[Requirement]
Locate each line in the entries below that contains the string "belt", and copy those lines out. Case counts.

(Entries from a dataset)

++++

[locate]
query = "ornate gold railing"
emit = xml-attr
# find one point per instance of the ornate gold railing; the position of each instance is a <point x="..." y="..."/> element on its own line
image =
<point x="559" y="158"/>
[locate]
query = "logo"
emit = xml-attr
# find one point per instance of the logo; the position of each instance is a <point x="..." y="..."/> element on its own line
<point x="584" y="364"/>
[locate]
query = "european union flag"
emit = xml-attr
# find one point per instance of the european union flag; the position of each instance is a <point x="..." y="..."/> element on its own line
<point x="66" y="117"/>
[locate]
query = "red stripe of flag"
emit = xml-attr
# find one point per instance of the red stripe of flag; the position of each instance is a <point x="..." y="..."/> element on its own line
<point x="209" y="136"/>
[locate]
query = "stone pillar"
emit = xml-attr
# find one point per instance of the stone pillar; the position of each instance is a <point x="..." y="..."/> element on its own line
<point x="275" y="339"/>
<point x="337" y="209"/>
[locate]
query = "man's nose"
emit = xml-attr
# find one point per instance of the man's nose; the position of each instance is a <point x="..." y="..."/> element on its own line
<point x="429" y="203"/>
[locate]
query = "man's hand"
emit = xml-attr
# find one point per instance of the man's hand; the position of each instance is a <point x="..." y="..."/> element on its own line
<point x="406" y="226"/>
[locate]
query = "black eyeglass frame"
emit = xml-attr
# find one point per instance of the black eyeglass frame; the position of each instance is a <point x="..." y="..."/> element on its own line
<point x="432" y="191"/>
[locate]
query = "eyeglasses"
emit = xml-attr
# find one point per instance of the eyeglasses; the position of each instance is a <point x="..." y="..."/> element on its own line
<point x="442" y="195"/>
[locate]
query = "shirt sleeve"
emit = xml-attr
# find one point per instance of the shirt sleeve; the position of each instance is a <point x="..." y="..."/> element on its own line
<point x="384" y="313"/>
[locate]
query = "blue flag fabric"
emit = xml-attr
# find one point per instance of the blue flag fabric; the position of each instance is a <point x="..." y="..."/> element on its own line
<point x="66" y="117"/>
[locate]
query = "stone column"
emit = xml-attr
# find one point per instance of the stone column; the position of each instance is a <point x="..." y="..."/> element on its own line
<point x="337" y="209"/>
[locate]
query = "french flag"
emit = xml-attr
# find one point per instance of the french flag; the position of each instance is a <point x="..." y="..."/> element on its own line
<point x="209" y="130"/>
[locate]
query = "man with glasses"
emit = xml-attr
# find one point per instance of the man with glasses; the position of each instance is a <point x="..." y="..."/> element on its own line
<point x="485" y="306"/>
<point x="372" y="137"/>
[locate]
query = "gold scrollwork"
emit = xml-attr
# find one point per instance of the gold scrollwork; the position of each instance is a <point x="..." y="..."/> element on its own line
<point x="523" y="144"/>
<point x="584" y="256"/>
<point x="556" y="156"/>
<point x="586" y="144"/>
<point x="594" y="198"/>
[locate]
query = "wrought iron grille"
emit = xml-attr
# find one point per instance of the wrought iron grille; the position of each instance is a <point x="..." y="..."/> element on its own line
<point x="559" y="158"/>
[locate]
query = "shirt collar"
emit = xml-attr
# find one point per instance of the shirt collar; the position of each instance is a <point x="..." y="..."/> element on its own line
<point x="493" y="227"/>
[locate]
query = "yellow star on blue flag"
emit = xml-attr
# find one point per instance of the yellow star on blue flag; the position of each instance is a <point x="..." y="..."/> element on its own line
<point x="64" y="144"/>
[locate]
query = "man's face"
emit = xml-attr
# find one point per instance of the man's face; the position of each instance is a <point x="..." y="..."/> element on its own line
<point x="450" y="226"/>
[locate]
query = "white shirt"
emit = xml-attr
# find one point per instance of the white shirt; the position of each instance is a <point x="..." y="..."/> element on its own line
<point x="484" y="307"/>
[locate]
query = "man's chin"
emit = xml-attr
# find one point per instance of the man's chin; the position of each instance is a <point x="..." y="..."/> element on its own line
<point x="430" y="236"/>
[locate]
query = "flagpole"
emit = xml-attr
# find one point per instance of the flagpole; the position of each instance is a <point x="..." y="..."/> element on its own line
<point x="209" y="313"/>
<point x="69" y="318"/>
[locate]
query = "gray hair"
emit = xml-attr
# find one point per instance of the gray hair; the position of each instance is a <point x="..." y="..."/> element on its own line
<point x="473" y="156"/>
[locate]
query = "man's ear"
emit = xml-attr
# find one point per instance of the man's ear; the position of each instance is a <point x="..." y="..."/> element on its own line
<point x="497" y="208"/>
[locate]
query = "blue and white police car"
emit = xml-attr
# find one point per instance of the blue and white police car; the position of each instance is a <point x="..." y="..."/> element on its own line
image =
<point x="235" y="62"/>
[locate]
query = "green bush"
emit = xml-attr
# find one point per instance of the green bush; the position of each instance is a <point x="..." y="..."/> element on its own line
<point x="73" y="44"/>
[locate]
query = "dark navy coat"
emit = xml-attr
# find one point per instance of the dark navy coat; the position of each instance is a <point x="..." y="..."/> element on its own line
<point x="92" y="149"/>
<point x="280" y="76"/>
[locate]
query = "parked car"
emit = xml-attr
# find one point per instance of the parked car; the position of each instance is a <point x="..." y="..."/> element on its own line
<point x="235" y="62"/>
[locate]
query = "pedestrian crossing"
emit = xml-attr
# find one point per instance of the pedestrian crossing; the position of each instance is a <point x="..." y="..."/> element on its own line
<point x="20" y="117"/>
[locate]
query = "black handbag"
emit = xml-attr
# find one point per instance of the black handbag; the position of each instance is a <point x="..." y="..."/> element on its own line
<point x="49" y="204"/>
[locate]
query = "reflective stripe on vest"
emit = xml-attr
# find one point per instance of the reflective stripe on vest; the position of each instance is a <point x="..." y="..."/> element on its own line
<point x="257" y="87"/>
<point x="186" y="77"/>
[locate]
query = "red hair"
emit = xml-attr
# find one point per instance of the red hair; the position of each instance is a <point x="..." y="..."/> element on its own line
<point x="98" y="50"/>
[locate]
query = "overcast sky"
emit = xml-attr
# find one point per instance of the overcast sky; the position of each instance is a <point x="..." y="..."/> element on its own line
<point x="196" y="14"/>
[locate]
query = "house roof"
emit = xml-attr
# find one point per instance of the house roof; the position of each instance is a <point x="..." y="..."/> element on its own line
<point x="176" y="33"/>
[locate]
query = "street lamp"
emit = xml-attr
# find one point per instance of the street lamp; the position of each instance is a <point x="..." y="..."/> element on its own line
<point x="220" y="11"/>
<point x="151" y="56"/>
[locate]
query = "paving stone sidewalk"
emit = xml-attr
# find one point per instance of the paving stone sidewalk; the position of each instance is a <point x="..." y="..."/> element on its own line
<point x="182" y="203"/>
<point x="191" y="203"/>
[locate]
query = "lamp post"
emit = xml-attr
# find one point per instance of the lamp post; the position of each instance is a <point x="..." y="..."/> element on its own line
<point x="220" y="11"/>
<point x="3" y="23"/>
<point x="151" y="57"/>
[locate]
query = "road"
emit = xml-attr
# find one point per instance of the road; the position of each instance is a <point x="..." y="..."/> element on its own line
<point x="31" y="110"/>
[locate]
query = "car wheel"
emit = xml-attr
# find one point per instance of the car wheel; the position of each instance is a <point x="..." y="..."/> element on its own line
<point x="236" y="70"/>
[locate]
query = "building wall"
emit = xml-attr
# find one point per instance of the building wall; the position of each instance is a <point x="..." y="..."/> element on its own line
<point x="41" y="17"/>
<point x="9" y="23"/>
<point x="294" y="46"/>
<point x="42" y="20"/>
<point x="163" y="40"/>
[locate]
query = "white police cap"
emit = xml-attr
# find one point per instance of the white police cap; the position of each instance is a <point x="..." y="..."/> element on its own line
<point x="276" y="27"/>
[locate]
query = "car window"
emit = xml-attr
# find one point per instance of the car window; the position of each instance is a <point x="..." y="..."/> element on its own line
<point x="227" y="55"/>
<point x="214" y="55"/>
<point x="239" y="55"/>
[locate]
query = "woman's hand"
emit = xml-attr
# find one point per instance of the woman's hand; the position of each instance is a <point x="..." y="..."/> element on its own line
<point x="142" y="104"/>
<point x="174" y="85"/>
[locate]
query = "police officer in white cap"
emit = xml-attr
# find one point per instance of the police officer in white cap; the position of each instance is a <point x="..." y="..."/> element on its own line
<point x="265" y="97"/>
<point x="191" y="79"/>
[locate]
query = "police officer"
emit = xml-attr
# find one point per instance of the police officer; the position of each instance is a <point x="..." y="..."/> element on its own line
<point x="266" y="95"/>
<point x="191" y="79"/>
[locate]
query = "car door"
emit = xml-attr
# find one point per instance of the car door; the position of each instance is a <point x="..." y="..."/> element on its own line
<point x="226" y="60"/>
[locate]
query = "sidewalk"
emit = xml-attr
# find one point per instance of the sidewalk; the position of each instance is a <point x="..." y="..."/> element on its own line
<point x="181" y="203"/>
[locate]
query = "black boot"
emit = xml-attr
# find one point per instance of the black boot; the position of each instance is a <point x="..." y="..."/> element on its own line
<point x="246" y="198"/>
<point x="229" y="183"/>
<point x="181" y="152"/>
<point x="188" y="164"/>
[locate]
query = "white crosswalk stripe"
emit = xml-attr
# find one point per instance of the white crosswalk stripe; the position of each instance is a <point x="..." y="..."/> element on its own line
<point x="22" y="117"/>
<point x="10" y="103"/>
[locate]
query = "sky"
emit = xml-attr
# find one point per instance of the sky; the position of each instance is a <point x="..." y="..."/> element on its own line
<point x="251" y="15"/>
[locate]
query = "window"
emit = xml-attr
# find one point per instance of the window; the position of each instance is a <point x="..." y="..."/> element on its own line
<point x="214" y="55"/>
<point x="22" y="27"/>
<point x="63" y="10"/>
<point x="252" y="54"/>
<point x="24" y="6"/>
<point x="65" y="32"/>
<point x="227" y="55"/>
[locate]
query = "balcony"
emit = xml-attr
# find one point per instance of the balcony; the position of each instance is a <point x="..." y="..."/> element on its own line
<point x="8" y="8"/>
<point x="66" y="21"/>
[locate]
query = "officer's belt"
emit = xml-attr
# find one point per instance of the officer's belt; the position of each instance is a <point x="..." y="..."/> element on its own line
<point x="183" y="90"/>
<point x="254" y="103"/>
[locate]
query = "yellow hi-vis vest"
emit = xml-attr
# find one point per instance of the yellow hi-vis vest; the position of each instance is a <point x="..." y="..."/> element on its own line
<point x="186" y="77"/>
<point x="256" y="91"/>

++++

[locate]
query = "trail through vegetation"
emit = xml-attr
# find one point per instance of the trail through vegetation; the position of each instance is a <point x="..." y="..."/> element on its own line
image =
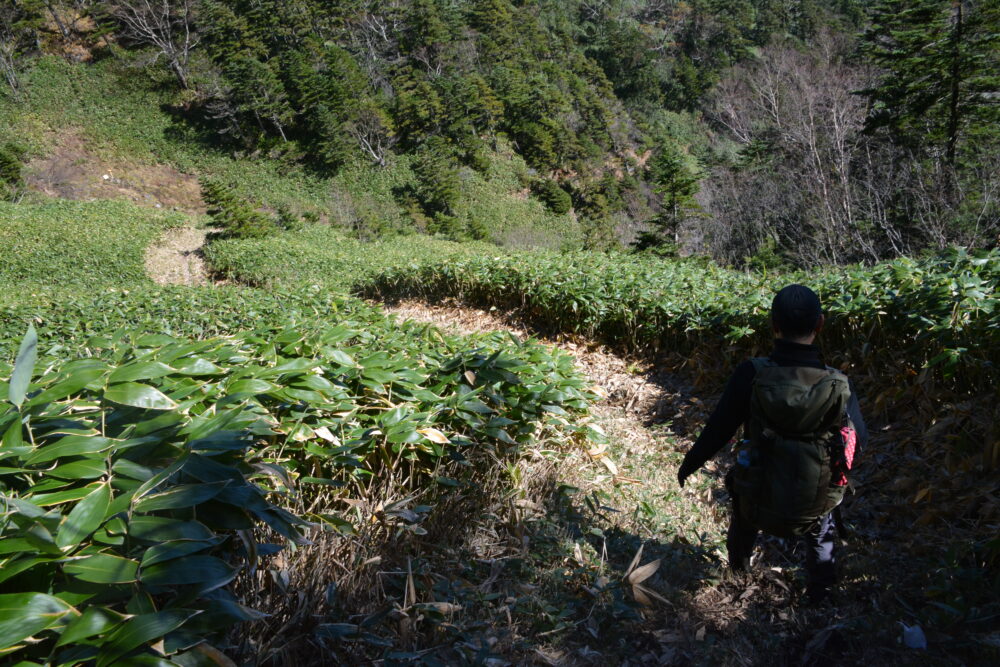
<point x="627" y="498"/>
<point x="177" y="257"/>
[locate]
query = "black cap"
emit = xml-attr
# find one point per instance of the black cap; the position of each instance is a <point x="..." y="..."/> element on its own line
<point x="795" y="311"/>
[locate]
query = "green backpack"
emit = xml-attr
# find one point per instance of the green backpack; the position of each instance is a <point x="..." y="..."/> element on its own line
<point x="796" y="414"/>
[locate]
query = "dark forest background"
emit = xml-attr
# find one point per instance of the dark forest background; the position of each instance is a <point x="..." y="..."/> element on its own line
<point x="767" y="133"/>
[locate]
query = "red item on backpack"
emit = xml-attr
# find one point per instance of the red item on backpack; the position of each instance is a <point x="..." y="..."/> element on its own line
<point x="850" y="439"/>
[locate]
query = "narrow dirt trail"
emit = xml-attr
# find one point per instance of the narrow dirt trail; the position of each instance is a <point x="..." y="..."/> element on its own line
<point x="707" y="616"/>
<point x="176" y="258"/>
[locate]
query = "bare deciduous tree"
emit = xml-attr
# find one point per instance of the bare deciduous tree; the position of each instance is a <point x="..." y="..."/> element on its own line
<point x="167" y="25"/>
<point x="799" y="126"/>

++++

[Result of the task]
query = "officer's belt"
# find one point per instance of the officer's belt; the position of each instance is a <point x="..." y="..."/> element on its own line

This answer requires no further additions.